Requirement 1: Reproduce word for word the stretch of the piece on rape cases in India from "Even in the" through "image remains private.".
Requirement 2: Carry on the piece on rape cases in India, picking up right after its final sentence.

Provided text:
Government data shows reported cases of crimes against women in India rose by 83% between 2007 and 2016. There were four cases of rape reported every hour.
Politicians and Police
In the case of the teenage girl in Uttar, India in 2017, whose name is ironically protected under Indian law., the same legal system that failed to protect her against her assailant, Former BJP lawmaker Kuldeep Sengar. Sengar who was allegedly known as a ‘muscle man’ for using ‘gangster politics’, was accused of raping the 17-year-old when she approached Sengar for a job in June 2017. The victim alleges she was kidnapped and raped for more than a week by him and others.
Nearly two years later, Sengar was arrested for rape under child protection laws in 2019. However, this long journey to justice is one example of why 90% of rape victims in India do not come forward. Not only was the victim not taken seriously by the police but her family was threatened. For instance, it has been said that the victim’s father was arrested for possessing an illegal firearm. He died 3 days later in police custody.
In addition, the victim was seriously injured in a suspicious car crash in July. While she survived, both her aunts, who had been travelling with her, died and her lawyer was seriously injured. The crash happened in the northern state of Uttar Pradesh, where Sengar was a lawmaker from Unnao district. In protest, the victim tortured herself, by setting herself on fire outside a BJP’s house. In order to cover up the crime of this child’s sexual abuse so many have died. The eventual conviction and imprisonment of Sengar is not justice.
Many British and Indian journalists have investigated many cases and uncovered how many authority figures have tried to cover up rape cases. The verdict against Sengar came in the wake of the gang rape and murder of a 27-year-old vet in the southern city of Hyderabad that made global headlines. It wasn’t until the public took to the streets and protest for justice for the daughters of India. India’s federal investigation agency took over the case and arrested Atul Sengar, Kuldeep Sengar’s brother, and 10 others on charges of murder during this case.
Even in the case of Jyoti Singh, in 2012, where her parents made a Trust in her name, the Nirbhaya Jyoti Trust. Nirbhaya – Hindi for fearless is the name by which Jyoti came to be known because Indian law initially prevented the publication of her identity, similar to the cases above. The reason for this is that the authorities were anxious to avoid the creation of a martyr. They were quick to threaten publications with section 228a of the Indian penal code and the possibility of two years in jail for identifying a rape victim. However, the code also contains a clause permitting the next of kin to give written consent. Therefore, after Jyoti’s family consented to her name being published, it started to be used more often. Her image remains private.

Data excerpt:
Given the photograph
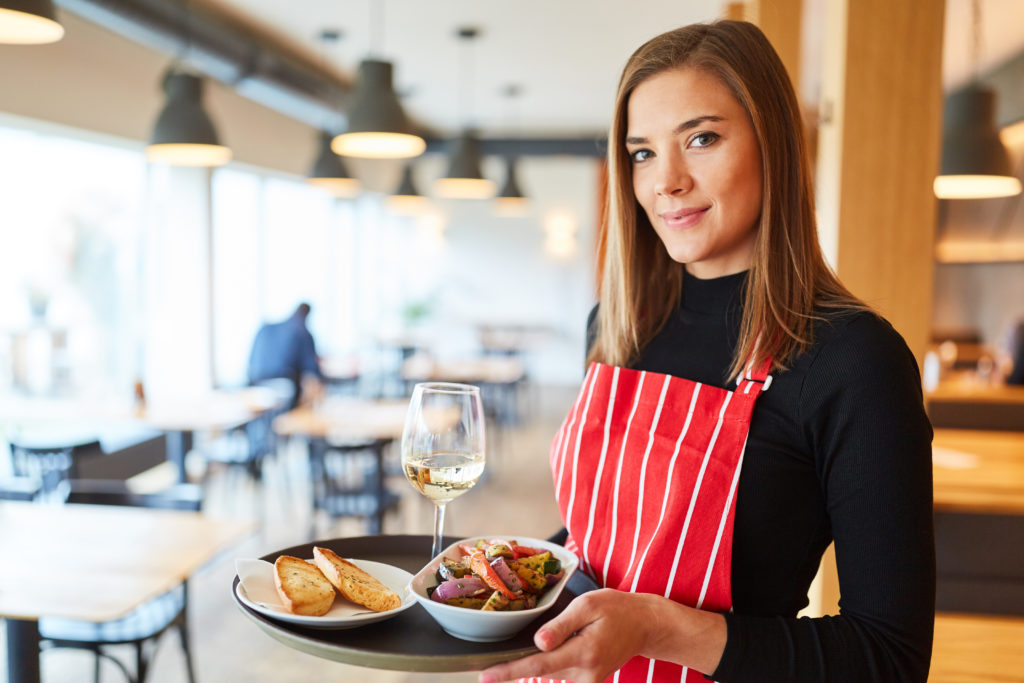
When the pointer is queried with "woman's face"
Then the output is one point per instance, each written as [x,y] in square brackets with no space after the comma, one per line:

Response area 1:
Even in the case of Jyoti Singh, in 2012, where her parents made a Trust in her name, the Nirbhaya Jyoti Trust. Nirbhaya – Hindi for fearless is the name by which Jyoti came to be known because Indian law initially prevented the publication of her identity, similar to the cases above. The reason for this is that the authorities were anxious to avoid the creation of a martyr. They were quick to threaten publications with section 228a of the Indian penal code and the possibility of two years in jail for identifying a rape victim. However, the code also contains a clause permitting the next of kin to give written consent. Therefore, after Jyoti’s family consented to her name being published, it started to be used more often. Her image remains private.

Response area 2:
Jyoti’s mother explains how she chose to “disclose the name of my daughter, Jyoti Singh. She was a victim. She did not commit any crime. Why should we suppress her details? They, who gang-raped and murdered her, should hide their names for committing that brutal act.”
Violence against women in India appears to be a systemic issue. It is apparent, the more powerful one is, or if you’re in the position of political or institutional power, the whole system seems to be at your disposal.
However, contrary to this case, it is not just the elite. In most cases, women know their attacker, and often it is their husband. Something that worried the globe during the coronavirus pandemic as domestic violence rose by at least 20% globally during lockdowns. The public understanding of what rape is and who might be guilty of rape is extremely narrow. Also, the tendency is still to side with the accused and not with the accuser. The victim of Sengar did not receive a medical examination until April 2018, nearly a year after the attack happened.
Whilst the government has tried to improve things with fast-track courts, and tougher sentencing, things aren’t getting better. This may be due to enforcement evidently being non-existent.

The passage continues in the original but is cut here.